_Excerpt provided_.

In [None]:
import pandas as pd

# Description of the Data

In [None]:
import pandas as pd
survey_data = pd.read_excel('student_data.xlsx', index_col=None)

This data contains students survey responses to the following items, ranking between **1 (strongly disagree) to 4 (strongly agree)**.

TASK VALUE [5 Items]:
* I think I will be able to use what I learn in this course in other courses.
* It is important for me to learn the course material in this class.
* I am very interested in the content area of this course.
* I think the course material in this class is useful for me to learn.
* I like the subject matter of this course.
* Understanding the subject matter of this course is very important to me.

METACOGNITIVE SELF REGULATION [5 Items]
* When I become confused about some concepts, I search for some strategies (re-reading, checking other resources, asking for help) to be able to understand them.
* I tried to change the way I study in order to fit the course requirements and the instructor's teaching style.
* When studying for this course I try to determine which concepts I don't understand well.
* When I study for this class, I set goals for myself in order to direct my activities in each study period.
* I give up studying when I have problem understanding a concept in this course.*

TIME ENVIRONMENT MANAGEMENT [6 Items]
* I usually study in a place where I can concentrate on my course work.
* I make good use of my study time for this course.
* I find it hard to stick to a study schedule.
* I have a regular place set aside for studying.
* I make sure that I keep up with the weekly assignments for this course.
* I watch the lecture videos regularly (especially for the classes that I miss).

The data also contains students' access logs to various components in OdtuClass for Modules 2 to Modules 5.

The following list provides explanation for the columns, taking Module 2 as an example:
* Module2PPT : Number of times a student viewed slides.
* Module2Recording: Number of times a student viewed zoom lecture recording.

_Description of the task_. Transcribe the passage from the student survey data description above, starting at the words "METACOGNITIVE SELF REGULATION" and stopping after "instructor's teaching style.".

_Source data_.
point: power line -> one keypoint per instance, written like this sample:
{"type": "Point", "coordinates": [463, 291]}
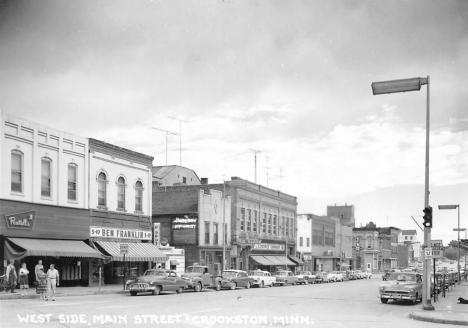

_Response to the task_.
METACOGNITIVE SELF REGULATION [5 Items]
* When I become confused about some concepts, I search for some strategies (re-reading, checking other resources, asking for help) to be able to understand them.
* I tried to change the way I study in order to fit the course requirements and the instructor's teaching style.